(Stored entries)
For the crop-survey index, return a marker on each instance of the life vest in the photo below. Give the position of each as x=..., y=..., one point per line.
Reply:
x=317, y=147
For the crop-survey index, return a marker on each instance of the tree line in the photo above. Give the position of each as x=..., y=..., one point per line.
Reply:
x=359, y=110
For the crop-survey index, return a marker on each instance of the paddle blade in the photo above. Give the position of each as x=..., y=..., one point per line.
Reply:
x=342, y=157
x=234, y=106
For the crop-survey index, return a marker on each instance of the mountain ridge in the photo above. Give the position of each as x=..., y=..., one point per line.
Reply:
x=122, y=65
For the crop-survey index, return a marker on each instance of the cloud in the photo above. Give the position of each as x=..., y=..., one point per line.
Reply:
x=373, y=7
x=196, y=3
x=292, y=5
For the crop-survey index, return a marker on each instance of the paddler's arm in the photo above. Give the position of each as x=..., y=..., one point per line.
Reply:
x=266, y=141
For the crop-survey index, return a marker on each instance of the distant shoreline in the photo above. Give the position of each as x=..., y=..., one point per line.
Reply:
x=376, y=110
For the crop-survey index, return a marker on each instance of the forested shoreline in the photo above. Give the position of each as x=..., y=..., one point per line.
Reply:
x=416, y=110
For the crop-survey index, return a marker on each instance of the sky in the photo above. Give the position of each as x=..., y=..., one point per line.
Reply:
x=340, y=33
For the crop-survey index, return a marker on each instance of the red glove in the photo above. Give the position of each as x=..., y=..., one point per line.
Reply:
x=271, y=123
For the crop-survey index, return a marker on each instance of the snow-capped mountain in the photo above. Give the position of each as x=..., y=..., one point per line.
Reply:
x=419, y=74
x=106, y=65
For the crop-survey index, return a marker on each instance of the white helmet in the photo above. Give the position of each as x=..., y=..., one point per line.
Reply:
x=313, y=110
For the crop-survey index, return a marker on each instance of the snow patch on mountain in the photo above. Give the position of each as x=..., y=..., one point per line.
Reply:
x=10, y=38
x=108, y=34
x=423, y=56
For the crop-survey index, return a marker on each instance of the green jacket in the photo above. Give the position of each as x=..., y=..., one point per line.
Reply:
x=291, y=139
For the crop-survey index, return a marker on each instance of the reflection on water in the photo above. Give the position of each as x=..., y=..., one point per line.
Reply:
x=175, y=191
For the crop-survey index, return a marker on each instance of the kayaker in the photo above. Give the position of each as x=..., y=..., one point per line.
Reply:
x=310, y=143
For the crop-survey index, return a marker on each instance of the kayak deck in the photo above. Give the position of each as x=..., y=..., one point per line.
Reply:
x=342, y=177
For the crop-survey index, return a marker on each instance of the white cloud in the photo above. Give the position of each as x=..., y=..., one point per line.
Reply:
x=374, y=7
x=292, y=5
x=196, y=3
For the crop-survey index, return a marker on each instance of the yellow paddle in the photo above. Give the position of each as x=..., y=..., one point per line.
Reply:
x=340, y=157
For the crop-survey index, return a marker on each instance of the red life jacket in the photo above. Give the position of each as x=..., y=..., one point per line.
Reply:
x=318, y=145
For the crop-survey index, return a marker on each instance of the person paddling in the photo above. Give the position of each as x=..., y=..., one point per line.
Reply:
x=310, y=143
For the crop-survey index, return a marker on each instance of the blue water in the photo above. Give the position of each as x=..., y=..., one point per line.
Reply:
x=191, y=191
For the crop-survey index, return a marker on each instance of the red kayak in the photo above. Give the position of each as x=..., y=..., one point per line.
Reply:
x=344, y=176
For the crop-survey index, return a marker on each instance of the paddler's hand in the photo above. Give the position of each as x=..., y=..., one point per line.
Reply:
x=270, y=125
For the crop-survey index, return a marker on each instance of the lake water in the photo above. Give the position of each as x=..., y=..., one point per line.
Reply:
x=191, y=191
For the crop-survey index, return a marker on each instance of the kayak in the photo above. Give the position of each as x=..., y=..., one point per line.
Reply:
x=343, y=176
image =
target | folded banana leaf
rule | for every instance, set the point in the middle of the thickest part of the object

WHAT THE TASK REQUIRES :: Repeat the lines above with every word intact.

ANSWER TO THIS PROBLEM ::
For the crop-survey index, return a marker on each instance of the life vest in the photo below. Give the position of each as x=..., y=..., one point per line.
Reply:
x=317, y=147
For the crop-survey index, return a marker on each instance of the tree line in the photo above. Give the position of each as x=..., y=..., one point per line.
Reply:
x=359, y=110
For the crop-survey index, return a marker on each instance of the paddle blade in the photo above. Give the position of each as x=..., y=..., one point per line.
Reply:
x=342, y=157
x=234, y=106
For the crop-survey index, return a marker on each instance of the mountain ridge in the photo above. Give the position of each as x=..., y=..., one point per line.
Reply:
x=122, y=65
For the crop-survey index, return a marker on each instance of the cloud in the photo above. Give the position of each as x=..., y=..., one point per line.
Reply:
x=373, y=7
x=196, y=3
x=292, y=5
For the crop-survey index, return a marker on each instance of the paddler's arm in the photo above. Give the position of each as x=..., y=..., one point per line.
Reply:
x=266, y=141
For the crop-survey index, return a marker on each instance of the distant shoreline in the photo above. Give the position of each as x=..., y=..., one point per line.
Reply:
x=376, y=110
For the crop-survey index, return a marker on each instance of the forested shoreline in the photo above. Give the position of each as x=..., y=..., one point per line.
Reply:
x=416, y=110
For the crop-survey index, return a marker on each instance of the sky in the photo above. Give the position of each as x=..., y=..., one point per line.
Reply:
x=340, y=33
For the crop-survey index, return a marker on each instance of the red glove in the photo above. Give the position of each as x=..., y=..., one point per line.
Reply:
x=271, y=123
For the crop-survey index, return a marker on each instance of the snow-capped mountain in the photo above. Give the position of each as x=..., y=..., one point per line.
Reply:
x=419, y=74
x=106, y=65
For the crop-survey index, return a marker on each instance of the white helmet in the photo above. Give the position of each as x=..., y=..., one point per line.
Reply:
x=313, y=110
For the crop-survey index, return a marker on each instance of the snow patch on mountain in the photo above. Give the position of each as x=..., y=..., one point per line.
Reply:
x=10, y=38
x=108, y=34
x=423, y=56
For the crop-survey index, return a marker on each instance of the green jacket in the photo above. Give the position of each as x=..., y=..., one point per line.
Reply:
x=291, y=139
For the crop-survey index, return a marker on each instance of the reflection on water in the photo above. Give the position of each as x=..., y=..., one point per line.
Reply:
x=175, y=191
For the crop-survey index, return a marker on each instance of the kayaker in the photo above. Give the position of each as x=..., y=..., one point per line.
Reply:
x=310, y=143
For the crop-survey index, return a marker on each instance of the kayak deck in the photo above. Give the position of each as x=..., y=..., one point per line.
Reply:
x=342, y=177
For the crop-survey index, return a marker on each instance of the white cloud in the photo above. Give the position of each as x=..., y=..., one point per line.
Reply:
x=374, y=7
x=292, y=5
x=196, y=3
For the crop-survey index, return a marker on each instance of the yellow paddle in the photo above. Give the position of each as x=..., y=..., one point per line.
Reply:
x=340, y=157
For the crop-survey index, return a marker on each instance of the red life jacket in the photo above. Give the position of each as x=..., y=..., one point per line.
Reply:
x=318, y=145
For the crop-survey index, return a marker on each instance of the person paddling in the photo above. Give the position of each as x=..., y=..., one point per line.
Reply:
x=310, y=143
For the crop-survey index, return a marker on each instance of the blue water in the photo above. Give the position of each as x=..., y=..., one point per line.
Reply:
x=191, y=191
For the crop-survey index, return a marker on each instance of the red kayak in the photo above. Give the position of each as x=..., y=..., one point per line.
Reply:
x=344, y=176
For the crop-survey index, return a marker on each instance of the paddler's hand in the photo above. Give the position of each as x=..., y=..., one point per line.
Reply:
x=270, y=125
For the crop-survey index, return a marker on each instance of the lake water in the photo above. Give the position of each as x=..., y=..., one point per line.
Reply:
x=191, y=191
For the crop-survey index, return a marker on each instance of the kayak in the photo above. Give the position of each as x=..., y=..., one point per line.
Reply:
x=343, y=176
image =
target | folded banana leaf
rule | for every instance, set the point in the middle of the thickest part of the object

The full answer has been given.